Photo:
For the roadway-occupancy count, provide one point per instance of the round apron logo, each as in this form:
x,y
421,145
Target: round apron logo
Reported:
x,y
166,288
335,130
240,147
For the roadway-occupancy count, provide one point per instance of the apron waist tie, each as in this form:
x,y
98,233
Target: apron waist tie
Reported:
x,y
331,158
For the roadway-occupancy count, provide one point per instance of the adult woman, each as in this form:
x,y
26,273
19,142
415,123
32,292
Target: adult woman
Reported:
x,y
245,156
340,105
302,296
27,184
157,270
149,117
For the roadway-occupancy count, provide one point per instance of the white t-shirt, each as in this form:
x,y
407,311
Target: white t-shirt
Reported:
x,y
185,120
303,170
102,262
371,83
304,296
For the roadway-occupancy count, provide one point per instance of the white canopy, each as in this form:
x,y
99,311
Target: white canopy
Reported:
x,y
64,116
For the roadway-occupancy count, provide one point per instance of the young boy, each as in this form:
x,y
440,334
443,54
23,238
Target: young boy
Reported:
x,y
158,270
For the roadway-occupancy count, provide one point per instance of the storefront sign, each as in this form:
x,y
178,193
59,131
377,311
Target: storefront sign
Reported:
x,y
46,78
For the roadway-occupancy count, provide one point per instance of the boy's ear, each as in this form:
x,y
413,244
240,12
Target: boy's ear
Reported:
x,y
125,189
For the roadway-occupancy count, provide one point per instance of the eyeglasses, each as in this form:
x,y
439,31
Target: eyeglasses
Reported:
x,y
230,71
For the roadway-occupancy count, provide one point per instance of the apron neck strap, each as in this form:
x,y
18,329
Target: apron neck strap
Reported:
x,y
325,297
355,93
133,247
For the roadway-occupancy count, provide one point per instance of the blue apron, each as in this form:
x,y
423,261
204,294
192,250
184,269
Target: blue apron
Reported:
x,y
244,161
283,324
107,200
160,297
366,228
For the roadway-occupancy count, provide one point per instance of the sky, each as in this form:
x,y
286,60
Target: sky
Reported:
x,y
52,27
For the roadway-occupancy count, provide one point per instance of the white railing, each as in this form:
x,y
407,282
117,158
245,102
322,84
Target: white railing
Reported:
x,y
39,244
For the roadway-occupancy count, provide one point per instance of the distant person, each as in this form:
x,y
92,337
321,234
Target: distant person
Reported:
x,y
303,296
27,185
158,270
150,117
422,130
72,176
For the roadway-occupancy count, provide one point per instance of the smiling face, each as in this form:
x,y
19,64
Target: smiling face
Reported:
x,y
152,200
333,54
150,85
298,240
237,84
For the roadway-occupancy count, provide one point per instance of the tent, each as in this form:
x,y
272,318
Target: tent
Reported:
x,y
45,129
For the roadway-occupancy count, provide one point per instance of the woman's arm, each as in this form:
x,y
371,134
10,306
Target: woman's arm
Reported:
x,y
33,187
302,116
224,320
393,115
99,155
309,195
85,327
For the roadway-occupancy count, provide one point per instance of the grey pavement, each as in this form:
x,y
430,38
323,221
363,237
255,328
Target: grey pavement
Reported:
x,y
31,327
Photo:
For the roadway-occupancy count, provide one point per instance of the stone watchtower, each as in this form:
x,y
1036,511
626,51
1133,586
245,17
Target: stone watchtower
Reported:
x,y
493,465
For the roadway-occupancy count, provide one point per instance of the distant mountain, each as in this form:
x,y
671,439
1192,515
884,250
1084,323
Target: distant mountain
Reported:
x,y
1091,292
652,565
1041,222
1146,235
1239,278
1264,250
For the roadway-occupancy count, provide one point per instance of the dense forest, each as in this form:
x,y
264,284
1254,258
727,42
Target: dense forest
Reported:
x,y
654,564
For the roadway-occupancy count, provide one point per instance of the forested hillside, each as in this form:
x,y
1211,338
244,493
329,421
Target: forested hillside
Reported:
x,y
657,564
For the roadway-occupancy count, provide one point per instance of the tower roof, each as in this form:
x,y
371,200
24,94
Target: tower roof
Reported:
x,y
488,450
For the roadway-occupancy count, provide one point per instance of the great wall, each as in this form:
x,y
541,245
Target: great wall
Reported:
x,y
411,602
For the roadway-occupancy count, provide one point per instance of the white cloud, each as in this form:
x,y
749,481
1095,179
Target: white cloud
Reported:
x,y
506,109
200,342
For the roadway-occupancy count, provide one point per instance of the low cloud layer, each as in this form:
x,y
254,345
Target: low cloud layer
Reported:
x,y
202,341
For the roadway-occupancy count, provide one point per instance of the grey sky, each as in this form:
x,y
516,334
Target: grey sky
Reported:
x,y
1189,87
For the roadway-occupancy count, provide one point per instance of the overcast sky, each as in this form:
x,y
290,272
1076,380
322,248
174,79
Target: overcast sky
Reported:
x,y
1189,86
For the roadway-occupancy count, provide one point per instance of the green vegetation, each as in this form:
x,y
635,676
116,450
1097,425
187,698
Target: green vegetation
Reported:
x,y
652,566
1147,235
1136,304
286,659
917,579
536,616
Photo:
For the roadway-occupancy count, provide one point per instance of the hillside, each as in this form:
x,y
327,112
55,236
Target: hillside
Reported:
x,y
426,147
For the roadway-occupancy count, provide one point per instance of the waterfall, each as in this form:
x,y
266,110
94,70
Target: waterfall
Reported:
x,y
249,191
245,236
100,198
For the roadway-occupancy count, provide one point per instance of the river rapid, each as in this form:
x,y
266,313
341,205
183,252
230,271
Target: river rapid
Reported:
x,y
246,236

■ Problem
Your task is to print the whole listing again exactly.

■ Answer
Photo:
For the roadway-occupancy count, provide one point per instance of the round apron logo, each as in this form:
x,y
421,145
Target: round apron logo
Reported:
x,y
166,288
335,130
240,147
For the roadway-occupancy count, provide one point per instance of the apron waist tie, each as in this form:
x,y
98,233
Target: apron waist tie
Reported:
x,y
331,158
For the roadway-occupancy count, provide one point per instance of the adult woman, each as in this form:
x,y
26,273
19,142
415,123
32,292
Target: adult woman
Reported:
x,y
245,156
340,105
302,296
27,184
157,270
149,117
For the roadway-occupancy count, provide one point per instance of the white t-shirt, each as in this form:
x,y
407,311
Target: white t-shirt
Reported:
x,y
185,120
303,170
102,262
371,83
304,296
For the roadway-occupancy count, provide one point per instance of the white canopy, each as in this form:
x,y
99,311
Target: white canopy
Reported:
x,y
64,116
For the roadway-occupancy count, provide one point per instance of the young boy, each as in this form:
x,y
440,334
443,54
23,238
Target: young boy
Reported:
x,y
158,270
For the roadway-occupancy count, provide one point per instance of the storefront sign, each as in this form:
x,y
178,193
59,131
377,311
Target: storefront sign
Reported:
x,y
46,78
For the roadway-occupancy count, provide one point per instance of the boy's ear, each as in this form:
x,y
413,244
240,12
Target: boy's ear
Reported:
x,y
125,189
For the roadway-occupancy count, provide one point per instance of the eyeglasses, each as in this form:
x,y
439,31
Target: eyeglasses
Reported:
x,y
230,71
For the roadway-occupancy count, provide one point per instance of the apron neck strap, each as in this form:
x,y
18,329
Target: apron neck strap
Reported:
x,y
325,297
355,93
133,247
For the roadway-occupancy count, provide one point per instance of the blue apron, each as in this form:
x,y
423,261
204,294
192,250
184,269
Target: blue apron
Reported:
x,y
244,161
283,324
107,200
160,297
366,228
For the roadway-occupancy count, provide one point per instance of the sky, each as in this form:
x,y
286,60
Target: sky
Reported:
x,y
52,27
For the roadway-occupancy count, provide one point per instance of the white railing, each as in this form:
x,y
407,282
117,158
245,102
322,84
Target: white railing
Reported:
x,y
39,244
For the roadway-occupancy count, provide one point per instance of the distant person, each as in this form:
x,y
92,337
321,234
Target: distant person
Reported:
x,y
303,296
27,185
158,270
150,117
422,130
72,176
For the roadway-occupancy count, provide one point per instance of the smiling face, each as in this form:
x,y
19,64
Target: smiling face
Reported:
x,y
152,200
333,54
150,85
298,240
237,84
For the roadway-occupancy count, provide one point per instance of the tent, each as in this form:
x,y
272,318
Target: tent
Reported:
x,y
45,129
For the roadway-occupancy count, provide one point per instance of the woman's arm, each as in this form:
x,y
371,134
10,306
Target: woman's arm
Reported:
x,y
33,187
302,116
224,320
393,115
99,155
309,195
85,327
For the roadway-occupancy count, provide one point per instance of the grey pavement, each as in this form:
x,y
430,38
323,221
363,237
255,328
Target: grey pavement
Reported:
x,y
31,327
Photo:
For the roadway-occupancy count, provide one point per instance of the stone watchtower, each as in this form:
x,y
1036,511
626,51
1133,586
245,17
Target: stone watchtower
Reported:
x,y
493,465
For the roadway-occupancy count, provide one point per instance of the distant mountain, each as in this form:
x,y
671,439
1192,515
884,250
1084,323
Target: distant mountain
Reported:
x,y
1091,292
652,565
1041,222
1146,235
1239,278
1264,250
For the roadway-occupancy count, provide one point per instance of the dense forest, each as in this form:
x,y
264,284
1254,258
727,42
Target: dense forest
Reported:
x,y
654,564
For the roadway-occupancy count, provide one point per instance of the forested hillside, each as in this form:
x,y
1211,338
244,493
329,421
Target: forested hillside
Reported:
x,y
657,564
For the roadway-occupancy count, provide one point per instance of the tower roof, each as in this form:
x,y
371,200
24,94
Target: tower roof
Reported:
x,y
488,450
For the roadway-occupancy count, provide one point per instance of the great wall, each as in this form:
x,y
541,245
Target: great wall
Reported:
x,y
411,602
For the roadway-occupancy count, provide one point per instance of the white cloud, each as in this form:
x,y
749,481
1095,179
Target: white cloud
Reported:
x,y
506,109
200,342
For the roadway-occupancy count, provide one point per instance of the low cloud layer, each as in this form:
x,y
254,345
Target: low cloud layer
Reported:
x,y
202,341
For the roadway-occupancy count, provide one point per instance of the grey sky, each as in this form:
x,y
516,334
Target: grey sky
Reported:
x,y
1189,87
For the roadway-occupancy count, provide one point per instance of the overcast sky, each as in this form:
x,y
290,272
1076,380
322,248
174,79
Target: overcast sky
Reported:
x,y
1189,86
For the roadway-occupancy count, provide one point per instance of the green vegetation, each as in this form:
x,y
635,676
116,450
1097,425
187,698
Target: green vegetation
Reported:
x,y
652,566
1147,235
1136,304
286,659
917,579
536,616
Photo:
For the roadway-occupancy count, provide one point per instance of the hillside, each as in this form:
x,y
327,112
55,236
Target: hillside
Reported:
x,y
426,147
For the roadway-occupancy count, provide one point per instance of the waterfall, each as in this form:
x,y
266,110
94,70
Target: waterfall
Reported:
x,y
249,191
245,236
100,198
For the roadway-occupancy count, provide one point per instance of the river rapid, each as in this form:
x,y
266,313
341,205
183,252
230,271
Target: river rapid
Reported:
x,y
246,236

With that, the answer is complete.